[Phrase grounding data]
* * * * * * * * *

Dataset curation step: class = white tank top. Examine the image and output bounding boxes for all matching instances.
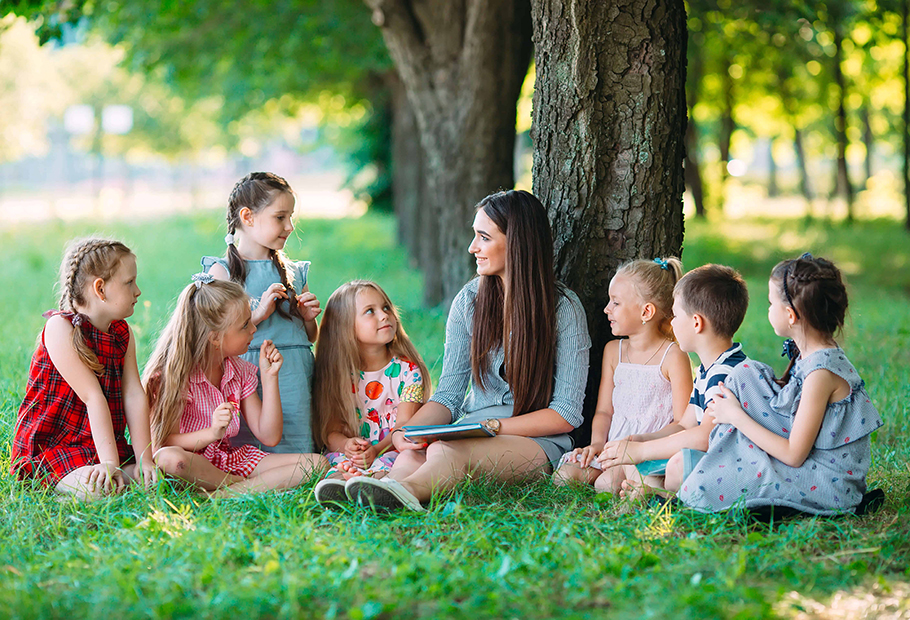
[608,340,676,441]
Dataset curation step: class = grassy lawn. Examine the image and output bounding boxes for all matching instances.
[1,212,908,619]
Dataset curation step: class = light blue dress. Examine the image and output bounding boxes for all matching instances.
[202,256,314,453]
[678,348,883,515]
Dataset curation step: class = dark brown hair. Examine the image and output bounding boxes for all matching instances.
[226,172,299,322]
[471,190,557,416]
[771,254,848,385]
[674,264,749,339]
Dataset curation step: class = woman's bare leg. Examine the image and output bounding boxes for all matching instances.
[387,448,427,482]
[396,436,550,503]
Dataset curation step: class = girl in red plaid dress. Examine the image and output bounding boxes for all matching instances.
[12,239,159,499]
[144,276,327,494]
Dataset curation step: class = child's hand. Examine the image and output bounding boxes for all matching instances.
[704,383,746,427]
[259,339,283,376]
[343,437,370,459]
[350,444,379,469]
[255,283,288,322]
[138,459,159,489]
[296,291,322,322]
[597,438,639,468]
[88,461,125,495]
[567,445,601,469]
[211,402,236,440]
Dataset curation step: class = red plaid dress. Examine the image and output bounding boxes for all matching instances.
[12,312,132,484]
[181,356,268,477]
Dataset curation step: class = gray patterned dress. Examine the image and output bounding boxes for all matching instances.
[678,348,883,515]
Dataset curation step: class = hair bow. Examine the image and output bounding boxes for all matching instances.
[781,338,799,361]
[192,272,215,289]
[653,257,669,271]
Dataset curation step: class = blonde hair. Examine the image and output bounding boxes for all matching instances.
[312,280,431,450]
[58,238,133,374]
[615,257,683,339]
[143,279,249,449]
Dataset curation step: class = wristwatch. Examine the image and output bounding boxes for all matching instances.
[482,418,502,435]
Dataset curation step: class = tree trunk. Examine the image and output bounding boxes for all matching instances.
[832,25,854,221]
[904,0,910,230]
[686,39,706,218]
[793,127,813,204]
[530,0,687,442]
[768,139,779,198]
[389,72,424,262]
[365,0,533,306]
[861,103,873,184]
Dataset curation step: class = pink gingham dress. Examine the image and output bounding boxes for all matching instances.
[181,356,268,477]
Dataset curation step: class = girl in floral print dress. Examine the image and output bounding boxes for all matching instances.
[679,254,883,514]
[311,281,430,504]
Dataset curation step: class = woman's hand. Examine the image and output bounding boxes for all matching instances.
[392,429,426,452]
[343,437,370,459]
[566,444,601,469]
[704,383,747,427]
[88,461,125,495]
[211,402,235,441]
[296,291,322,322]
[259,339,283,376]
[254,283,288,324]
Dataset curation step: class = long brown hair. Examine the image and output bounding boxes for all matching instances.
[143,279,249,449]
[471,190,557,416]
[312,280,431,449]
[225,172,300,322]
[58,238,133,374]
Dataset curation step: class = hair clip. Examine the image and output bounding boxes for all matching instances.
[653,257,669,271]
[224,233,235,246]
[192,272,215,289]
[799,252,813,260]
[781,338,799,361]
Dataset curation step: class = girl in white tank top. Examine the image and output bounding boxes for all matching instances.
[553,258,693,495]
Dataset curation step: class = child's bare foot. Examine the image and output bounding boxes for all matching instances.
[620,477,662,503]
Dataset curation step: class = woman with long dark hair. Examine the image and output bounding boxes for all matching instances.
[340,189,590,511]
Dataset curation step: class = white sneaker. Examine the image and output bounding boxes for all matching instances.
[345,476,425,512]
[314,478,349,508]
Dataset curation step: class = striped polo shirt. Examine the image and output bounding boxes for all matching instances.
[690,343,748,423]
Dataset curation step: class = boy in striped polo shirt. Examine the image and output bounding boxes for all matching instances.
[598,264,751,498]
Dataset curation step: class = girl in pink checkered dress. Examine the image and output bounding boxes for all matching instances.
[144,275,327,494]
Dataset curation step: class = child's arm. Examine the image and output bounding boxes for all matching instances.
[44,317,125,491]
[239,340,284,446]
[297,284,320,343]
[664,345,695,424]
[121,327,158,486]
[164,403,233,452]
[598,404,711,466]
[568,341,617,468]
[707,372,845,468]
[208,262,288,327]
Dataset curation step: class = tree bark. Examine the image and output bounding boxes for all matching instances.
[365,0,533,305]
[530,0,687,440]
[793,127,813,205]
[686,40,706,218]
[860,103,873,184]
[832,25,854,221]
[389,72,423,261]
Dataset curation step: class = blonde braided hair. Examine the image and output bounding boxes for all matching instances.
[58,238,133,374]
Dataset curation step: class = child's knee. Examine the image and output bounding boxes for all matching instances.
[594,469,623,494]
[154,447,190,476]
[664,452,685,492]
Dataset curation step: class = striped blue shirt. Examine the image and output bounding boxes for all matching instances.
[690,343,748,423]
[429,278,591,427]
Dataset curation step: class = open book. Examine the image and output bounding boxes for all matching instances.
[402,423,495,443]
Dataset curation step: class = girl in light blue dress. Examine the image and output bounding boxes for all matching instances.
[203,172,321,453]
[678,254,883,515]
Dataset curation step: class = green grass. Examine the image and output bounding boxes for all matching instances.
[1,212,909,619]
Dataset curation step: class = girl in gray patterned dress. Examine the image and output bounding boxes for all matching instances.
[678,254,883,515]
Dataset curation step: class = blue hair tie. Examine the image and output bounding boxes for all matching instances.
[781,338,799,361]
[653,257,669,271]
[191,272,215,289]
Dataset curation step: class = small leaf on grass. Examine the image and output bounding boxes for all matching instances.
[496,554,512,578]
[341,559,359,580]
[594,492,614,506]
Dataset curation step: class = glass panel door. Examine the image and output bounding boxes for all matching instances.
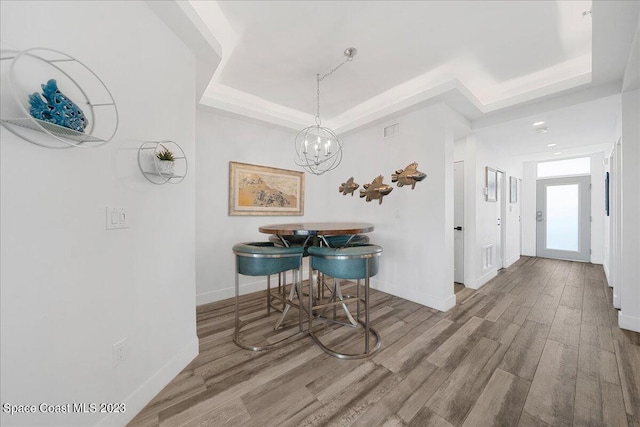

* * * * * * * * *

◆ Task description ◆
What is needed is an exact output of the records above, with every picture left out.

◆ Answer for this exercise ◆
Dataset curation step: class = white tank top. Examine the image and output bounding boxes for all matching instances.
[608,340,676,441]
Dataset curation step: class = grassy lawn. Examine the image and output bounding boxes for all matching instances.
[1,212,908,619]
Dataset curation step: class = light blue dress. Examine the image and output bounding boxes for all matching instances.
[202,256,314,453]
[678,348,883,515]
Dataset curation step: class = dark brown hair. Examine the image and output bounding boxes for all matching instances.
[226,172,299,322]
[471,190,557,416]
[771,254,848,385]
[674,264,749,339]
Dataset curation step: class = woman's bare leg. Examine the image and output bounding boxes for all matching instances.
[387,448,427,482]
[396,436,550,503]
Dataset curation step: class = girl in red plaid dress. Examine the image and output bounding boxes for all matching instances.
[12,239,159,499]
[144,276,327,494]
Dataset curation step: class = child's hand. Examine the image and output bounding boxes for all matching instances.
[704,383,746,427]
[259,339,283,376]
[343,437,370,459]
[350,444,379,469]
[255,283,288,322]
[138,459,159,489]
[296,291,322,322]
[597,438,639,468]
[88,461,125,495]
[567,445,601,469]
[211,402,236,440]
Dataset curation step: class = red plaid dress. Examine the image and output bounding boxes for all matching instances.
[12,312,132,484]
[181,356,268,477]
Dataset curation step: class = gray patterned dress. Examine the image and output bounding boxes for all matching instances.
[678,348,883,515]
Dataset curation step: class = hair bow. Examine the image and output bounding boxes for all matching instances.
[781,338,799,361]
[192,272,215,289]
[653,257,669,271]
Dataset curation step: class = blonde hair. Examine the image and output bounding boxes for all matching instances.
[312,280,431,450]
[58,238,133,374]
[615,257,683,339]
[143,279,249,449]
Dataset curation step: class = wristwatch. Examine the image and output bounding boxes for all matching instances.
[482,418,502,435]
Dataset curation step: class = tree trunk. Examine the image and output bounding boxes for all matching instances.
[832,25,854,221]
[904,0,910,230]
[686,39,706,218]
[793,127,813,204]
[530,0,687,442]
[768,139,779,198]
[389,72,424,262]
[365,0,533,306]
[861,103,873,184]
Dataset curation step: class = pink gingham dress. Examine the image and output bounding boxes for all matching instances.
[181,356,268,477]
Dataset curation step: class = girl in floral print dress. Examine the image and output bounding boxes for all matching instances.
[679,254,883,514]
[311,281,430,504]
Dataset curation step: class = woman's hand. Examine the image and output bounding boxes for all matching instances.
[392,429,426,452]
[343,437,370,459]
[566,444,601,469]
[704,383,747,427]
[88,461,125,495]
[211,402,235,441]
[296,291,322,322]
[259,339,283,376]
[254,283,288,324]
Dataset curation step: class = long brown hair. Examine the image and output bounding boxes for all matching instances.
[143,279,249,449]
[471,190,557,416]
[312,280,431,449]
[225,172,300,322]
[58,238,133,374]
Dataset curation step: class = hair clip. Examine the image and output bounding boxes for all matching instances.
[653,257,669,271]
[224,233,235,246]
[192,272,215,289]
[799,252,813,260]
[781,338,799,361]
Dataset curation step: class = girl in white tank top. Examine the image and output bounding boxes for all matching instances.
[553,258,693,495]
Dataset curation step: class = child's bare foot. Examine the image and output bounding boxes for all matching instances.
[620,477,662,503]
Dataset curation step: class = woman with long dark hair. Examine the image and output bounding boxes for all matching instances.
[340,189,590,511]
Dataset curation step: class = white sneaker. Examine the image and output bounding boxes for all matching instances.
[345,476,425,512]
[314,478,349,508]
Dataset curation step: class = striped polo shirt. Examine the image and output bounding boxes for all matching instances.
[690,343,748,423]
Dataset curation step: class = boy in striped polo shirt. Examine the image and output bounding boxes for all matching instances.
[598,264,751,498]
Dataset curation step: class = girl in pink checkered dress. Examine the image and output bounding boxes for all matching instances.
[144,275,327,494]
Dataset curation step: class = child's arm. Examine the image and output bounding boxes for all matching instances.
[44,317,125,491]
[239,340,284,446]
[297,284,320,343]
[664,345,695,424]
[121,327,158,486]
[164,403,233,452]
[598,404,711,466]
[568,341,617,468]
[707,372,845,468]
[208,262,288,327]
Dataset curation step: class = tree bark. Examine the image and output bounding boxes for all matching instances.
[365,0,533,305]
[530,0,687,440]
[793,127,813,205]
[686,40,706,218]
[860,103,873,184]
[832,25,854,221]
[389,72,423,261]
Dataset curation step: class = blonde braided hair. Examine the image and output bounding boxes for all matching instances.
[58,238,133,374]
Dataset curation step: class = child's knee. Examine the image and output bounding boxes for all matching instances.
[594,469,623,494]
[154,447,190,476]
[664,452,685,492]
Dataset curation step: class = striped blue shirt. Examine the image and output bounding boxes for all matching instances.
[690,343,748,423]
[429,278,591,427]
Dataset curation step: class = open book. Examine the image and output bounding boxes for all matching instances.
[402,423,495,443]
Dataset curation step: class = girl in light blue dress. Examine the image and output bounding boxes for all matching instances.
[203,172,321,453]
[678,254,883,515]
Dataset curation step: class = green grass. Examine the image and output bounding boxes for all matching instances.
[1,212,909,619]
Dataset curation step: class = girl in gray patterned dress. Examine the image and output bounding boxes for all matching instances.
[678,254,883,515]
Dataset curation step: class = blue hair tie. Examine the image and output bounding boxes for all matching instances.
[781,338,799,361]
[653,257,669,271]
[191,272,215,289]
Dataset curation step: class = small leaf on grass. Examine the image and output bounding boxes for all matching instances.
[496,554,512,578]
[341,559,359,580]
[594,492,614,506]
Dataset curation step: class = glass panel door. Examine the image and output bounding boxes for all matching instances.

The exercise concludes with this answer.